» **Image point annotation lines**
<<<<
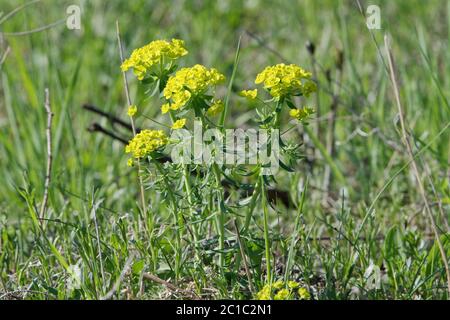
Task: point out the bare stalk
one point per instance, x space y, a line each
49 154
244 258
406 140
127 93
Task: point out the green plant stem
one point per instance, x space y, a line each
267 243
220 217
188 188
177 219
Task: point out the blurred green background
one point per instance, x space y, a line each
83 66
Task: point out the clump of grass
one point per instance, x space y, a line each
357 233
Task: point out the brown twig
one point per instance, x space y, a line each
406 140
244 258
127 93
168 285
49 153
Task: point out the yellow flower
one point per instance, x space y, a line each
250 94
283 294
216 108
301 114
304 294
130 162
293 285
179 124
283 80
132 110
264 294
165 108
278 285
154 53
188 82
145 142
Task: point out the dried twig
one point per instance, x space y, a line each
127 93
49 153
168 285
244 258
406 140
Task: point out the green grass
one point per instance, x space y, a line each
367 237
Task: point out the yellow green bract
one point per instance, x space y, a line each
188 82
250 94
215 108
301 114
179 124
280 290
282 80
146 142
156 52
132 110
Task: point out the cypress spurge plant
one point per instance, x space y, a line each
206 192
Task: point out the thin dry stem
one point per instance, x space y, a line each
244 258
406 140
49 154
127 93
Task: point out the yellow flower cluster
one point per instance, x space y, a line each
283 291
215 108
179 124
132 110
156 52
188 82
250 94
282 80
146 142
301 114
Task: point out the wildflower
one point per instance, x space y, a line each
264 294
280 290
132 110
293 285
283 294
179 124
301 114
304 294
189 82
165 108
146 142
216 108
155 53
282 80
130 162
278 285
250 94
>>>>
» **Request**
Repeat the lines above without any changes, everything from the line containing "Task: point out the yellow green bract" down to the last line.

» **Expected answer**
Task: point out the yellow green bract
one point per instance, x space y, a line each
188 82
250 94
215 108
301 114
179 124
280 290
282 80
146 142
156 52
132 110
Task: point out the cypress spurge plant
one point per instance, x space y, a line each
206 192
Task: point out the thin dry stem
one point per instance, x space y, a line each
244 258
406 140
49 154
127 93
Task: point out the yellow flower cluster
one point per instance, x space y, a line each
283 291
215 108
179 124
132 110
156 52
188 82
250 94
282 80
146 142
301 114
Task: point out the wildflower
one point per instance, x space y, a line each
264 294
280 290
132 110
293 285
283 294
179 124
301 114
304 294
189 82
165 108
146 142
216 108
155 53
282 80
130 162
278 285
250 94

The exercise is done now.